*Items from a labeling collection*
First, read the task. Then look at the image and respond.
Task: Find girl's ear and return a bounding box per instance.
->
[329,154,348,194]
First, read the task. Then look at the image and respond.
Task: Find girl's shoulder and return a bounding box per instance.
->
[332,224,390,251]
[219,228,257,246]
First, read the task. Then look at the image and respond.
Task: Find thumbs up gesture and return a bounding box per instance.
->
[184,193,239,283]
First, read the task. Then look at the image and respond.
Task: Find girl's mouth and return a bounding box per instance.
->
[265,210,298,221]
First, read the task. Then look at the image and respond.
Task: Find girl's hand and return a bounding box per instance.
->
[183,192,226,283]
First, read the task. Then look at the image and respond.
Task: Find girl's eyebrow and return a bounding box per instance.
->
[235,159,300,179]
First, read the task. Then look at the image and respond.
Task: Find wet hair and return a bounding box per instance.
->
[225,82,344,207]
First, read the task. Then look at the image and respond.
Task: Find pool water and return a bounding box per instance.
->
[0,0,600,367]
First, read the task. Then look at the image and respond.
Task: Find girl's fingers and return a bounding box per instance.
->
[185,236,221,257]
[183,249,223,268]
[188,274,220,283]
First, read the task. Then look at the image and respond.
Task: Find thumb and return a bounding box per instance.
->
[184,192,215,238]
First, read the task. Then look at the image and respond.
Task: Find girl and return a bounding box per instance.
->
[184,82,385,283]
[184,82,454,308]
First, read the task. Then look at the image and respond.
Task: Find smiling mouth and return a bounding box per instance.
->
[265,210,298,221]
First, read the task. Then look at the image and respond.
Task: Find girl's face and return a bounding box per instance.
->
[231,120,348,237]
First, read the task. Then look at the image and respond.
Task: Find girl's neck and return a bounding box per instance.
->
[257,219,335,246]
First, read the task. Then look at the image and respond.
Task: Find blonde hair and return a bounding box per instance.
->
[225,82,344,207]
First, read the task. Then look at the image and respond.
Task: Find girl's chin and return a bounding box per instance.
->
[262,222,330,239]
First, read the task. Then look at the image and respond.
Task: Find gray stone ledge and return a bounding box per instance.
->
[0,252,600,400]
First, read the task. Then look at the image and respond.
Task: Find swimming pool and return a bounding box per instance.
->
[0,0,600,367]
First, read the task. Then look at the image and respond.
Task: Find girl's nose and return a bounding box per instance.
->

*What you should do*
Give every line of the listing, from its first line through the line containing "[183,192,226,283]", as a JSON list of strings with one string per line. Leave out blank lines.

*The output*
[
  "First, read the task. Then look at the image and respond.",
  "Task: Find girl's ear and return a bounding box per instance.",
  "->",
  "[329,154,348,194]",
  "First, read the task. Then look at the image and respond.",
  "Task: Find girl's shoulder and return a bounding box per instance.",
  "->",
  "[332,224,390,251]",
  "[219,228,257,246]",
  "First, read the task. Then look at the image and respond.",
  "Task: Find thumbs up gesture and return a bounding box per instance.",
  "->",
  "[184,193,239,283]",
  "First, read the task. Then look at the image and respond.",
  "Task: Find girl's mouth and return a bounding box per instance.",
  "->",
  "[265,210,298,221]",
  "First, read the task. Then look at the image and respond.",
  "Task: Find girl's hand and return a bounding box per instance.",
  "->",
  "[183,192,226,283]"
]